== Records for processing ==

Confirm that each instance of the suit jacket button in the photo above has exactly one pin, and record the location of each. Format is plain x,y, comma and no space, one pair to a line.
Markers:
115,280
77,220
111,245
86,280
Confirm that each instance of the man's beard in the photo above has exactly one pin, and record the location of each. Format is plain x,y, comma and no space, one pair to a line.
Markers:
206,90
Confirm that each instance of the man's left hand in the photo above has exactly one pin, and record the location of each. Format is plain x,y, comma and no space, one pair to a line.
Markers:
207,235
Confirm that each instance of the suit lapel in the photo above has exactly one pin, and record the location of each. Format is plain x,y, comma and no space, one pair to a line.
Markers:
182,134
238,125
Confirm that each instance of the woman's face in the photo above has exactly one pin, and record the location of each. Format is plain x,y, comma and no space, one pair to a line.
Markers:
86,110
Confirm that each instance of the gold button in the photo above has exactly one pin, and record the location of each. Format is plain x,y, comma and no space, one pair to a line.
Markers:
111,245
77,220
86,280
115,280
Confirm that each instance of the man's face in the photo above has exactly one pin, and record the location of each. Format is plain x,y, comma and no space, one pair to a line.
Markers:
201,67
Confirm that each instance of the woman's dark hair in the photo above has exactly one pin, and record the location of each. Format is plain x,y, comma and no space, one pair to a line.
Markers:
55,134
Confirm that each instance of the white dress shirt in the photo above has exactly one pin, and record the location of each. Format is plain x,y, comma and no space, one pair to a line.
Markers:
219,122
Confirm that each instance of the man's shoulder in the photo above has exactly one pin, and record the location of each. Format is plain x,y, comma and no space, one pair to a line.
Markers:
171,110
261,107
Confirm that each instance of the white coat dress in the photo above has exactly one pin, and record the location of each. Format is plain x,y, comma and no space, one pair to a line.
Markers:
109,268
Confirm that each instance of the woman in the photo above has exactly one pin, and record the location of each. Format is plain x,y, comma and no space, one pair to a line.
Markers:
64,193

===

* **Description of the task**
Reproduce all of the entries above verbatim, preserving every line, word, and mark of punctuation without alteration.

* **Solution to this problem**
Confirm that each instance of the suit jacket button in the photo above has exactly one pin, and record the location of each. Format is plain x,y, comma and no space, one pair to a line.
Markers:
115,280
77,220
111,245
86,280
Confirm that each instance of the man's beard in the photo above has exactly one pin, and record the location of each. Format is plain x,y, comma and no space, one pair to a line.
Markers:
206,90
Confirm that each instance of the man's left hand in the photo above has exactly one pin, and record the location of each. Format is plain x,y, comma and no space, one pair to a line.
Markers:
207,235
Confirm that each instance of the suit lapel in the photo above has exactly one pin, and record the location of each. Format is plain x,y, comma and no space, one pair to a line.
Markers:
182,134
238,125
Confirm that each instance of the woman's face in the photo above has exactly one pin, and record the location of each. Format is plain x,y, comma and no space, one pair to a line.
Markers:
86,110
Confirm that each instance of the gold button in the photo above has exactly one pin, and record the location of each. Format is plain x,y, comma and no space, one pair to a line.
Markers:
111,245
77,220
86,280
115,280
Confirm that each instance of the man's face in the photo above has exactly one pin, and record the location of each. Format is plain x,y, comma and no space, one pair to a line.
Markers:
201,67
Confirm that each instance of the woman's dark hair in the photo above has exactly one pin, and record the location of each. Format is plain x,y, comma and no space, one pair to a line.
Markers:
55,134
Confirm that each instance of the white dress shirt in the photo above has exactly one pin, and record the location of each. Format is plain x,y, comma and no space, one pair to a line.
Markers:
219,122
Confirm that each instance of the man's shoulder in the photo above has exactly one pin, and record the location of each. Format is plain x,y, comma and no space, one pair to a line.
Markers:
171,110
261,107
Confirm that each instance of the white coat dress in the photo above has exactly one pin, and record the location of each. Format is plain x,y, comma and no space, one pair to a line.
Markers:
109,268
Confirm that each instance of the woman in the photo above has exactly one pin, and record the location of each. Format is plain x,y, comma and no space, one pair to a line.
Markers:
64,193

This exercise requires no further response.